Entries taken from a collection
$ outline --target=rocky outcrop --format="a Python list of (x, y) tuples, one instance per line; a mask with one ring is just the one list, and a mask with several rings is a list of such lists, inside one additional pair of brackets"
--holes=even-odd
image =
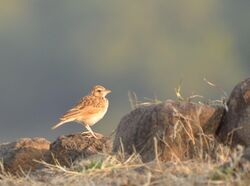
[(97, 153), (109, 153), (112, 144), (110, 138), (97, 133), (96, 135), (98, 139), (90, 133), (60, 136), (50, 145), (50, 152), (53, 158), (65, 166), (70, 166), (78, 159), (88, 158)]
[(53, 164), (56, 160), (62, 166), (70, 166), (75, 160), (111, 152), (110, 138), (97, 135), (99, 139), (89, 133), (70, 134), (58, 137), (53, 143), (44, 138), (22, 138), (0, 145), (0, 159), (4, 171), (18, 175), (42, 168), (38, 161)]
[(246, 147), (243, 160), (250, 160), (250, 78), (233, 89), (227, 107), (167, 100), (125, 115), (116, 130), (113, 149), (111, 139), (101, 134), (97, 134), (99, 139), (90, 133), (63, 135), (53, 143), (44, 138), (22, 138), (1, 144), (0, 160), (5, 171), (19, 175), (42, 166), (34, 160), (71, 166), (76, 160), (111, 150), (128, 155), (137, 152), (145, 162), (155, 158), (185, 160), (213, 153), (215, 143), (210, 140), (215, 133), (225, 144)]
[(45, 160), (49, 155), (50, 142), (44, 138), (22, 138), (0, 145), (0, 158), (5, 171), (19, 174), (37, 169), (34, 160)]
[(235, 86), (227, 106), (216, 132), (218, 139), (232, 146), (250, 147), (250, 78)]
[[(113, 152), (140, 153), (143, 161), (185, 159), (205, 145), (220, 123), (223, 107), (167, 100), (140, 107), (124, 116), (117, 128)], [(156, 151), (157, 149), (157, 151)]]

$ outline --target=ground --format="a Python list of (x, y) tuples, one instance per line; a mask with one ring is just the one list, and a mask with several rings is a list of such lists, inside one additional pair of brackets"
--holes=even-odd
[(98, 154), (71, 167), (39, 162), (44, 168), (13, 176), (3, 172), (0, 185), (249, 185), (250, 165), (242, 161), (242, 148), (222, 147), (216, 158), (186, 161), (156, 159), (143, 163), (136, 154)]

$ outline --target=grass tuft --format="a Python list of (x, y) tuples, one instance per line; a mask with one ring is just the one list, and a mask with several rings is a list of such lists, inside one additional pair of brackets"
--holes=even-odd
[[(208, 84), (212, 86), (212, 83)], [(180, 101), (202, 98), (198, 95), (184, 98), (181, 83), (176, 88), (176, 95)], [(158, 99), (138, 101), (134, 92), (129, 92), (129, 101), (133, 109), (160, 103)], [(249, 185), (250, 163), (245, 162), (242, 166), (243, 147), (232, 150), (223, 146), (213, 135), (204, 134), (200, 127), (197, 127), (197, 137), (194, 135), (197, 132), (190, 126), (192, 118), (181, 115), (177, 110), (175, 115), (178, 119), (169, 139), (154, 138), (156, 159), (152, 162), (143, 163), (136, 152), (129, 157), (124, 152), (116, 155), (97, 154), (78, 160), (70, 167), (62, 166), (55, 158), (53, 163), (35, 160), (43, 168), (23, 173), (22, 176), (9, 174), (0, 162), (0, 185)], [(189, 156), (186, 152), (186, 160), (178, 158), (176, 149), (167, 143), (173, 140), (182, 144), (182, 141), (178, 141), (183, 140), (180, 132), (187, 137), (185, 140), (189, 141), (189, 148), (195, 155)], [(170, 161), (160, 160), (157, 145), (159, 141), (169, 146), (168, 153), (172, 154)], [(249, 168), (244, 168), (247, 167), (246, 164), (249, 164)]]

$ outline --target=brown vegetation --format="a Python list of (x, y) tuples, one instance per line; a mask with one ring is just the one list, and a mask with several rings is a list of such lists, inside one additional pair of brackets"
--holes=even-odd
[(225, 108), (140, 105), (121, 120), (113, 154), (100, 134), (61, 136), (50, 149), (45, 139), (3, 144), (0, 185), (249, 185), (249, 91), (248, 78)]

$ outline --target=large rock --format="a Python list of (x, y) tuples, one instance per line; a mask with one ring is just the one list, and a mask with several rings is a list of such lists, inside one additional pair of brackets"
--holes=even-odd
[(244, 159), (247, 159), (248, 161), (250, 161), (250, 147), (247, 147), (244, 151), (244, 154), (242, 156)]
[(156, 146), (163, 161), (192, 158), (197, 149), (208, 150), (205, 136), (215, 133), (223, 112), (223, 107), (171, 100), (137, 108), (121, 119), (113, 152), (136, 151), (143, 161), (151, 161)]
[(50, 152), (54, 159), (65, 166), (71, 166), (72, 162), (97, 153), (110, 152), (110, 138), (101, 134), (97, 135), (98, 139), (95, 139), (90, 133), (60, 136), (50, 145)]
[(250, 78), (235, 86), (217, 130), (218, 138), (229, 145), (250, 147)]
[(40, 166), (34, 160), (48, 158), (50, 142), (44, 138), (22, 138), (0, 145), (0, 159), (6, 171), (18, 174)]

Exercise details: Look above for the line with "outline --target=brown vegetation"; retype exactly that line, every line after it up to the line with "outline --target=large rock", and that line too, nothing else.

Exercise answer:
$ outline --target=brown vegetation --format="a Python list of (x, y) tuples, one instance per line; a mask with one ring is just the one list, and a mask with several rings is a list of such lists, inside one additional pair of brackets"
--holes=even-odd
[(225, 108), (140, 105), (121, 120), (113, 154), (100, 134), (61, 136), (50, 149), (45, 139), (3, 144), (0, 185), (249, 185), (249, 91), (248, 78)]

$ outline --target=large rock --format="a Python list of (x, y) tuples, one instance per line; a mask with one ring is just the one list, and a mask with several rings is a list of such lists, inside one additional pair of brackets"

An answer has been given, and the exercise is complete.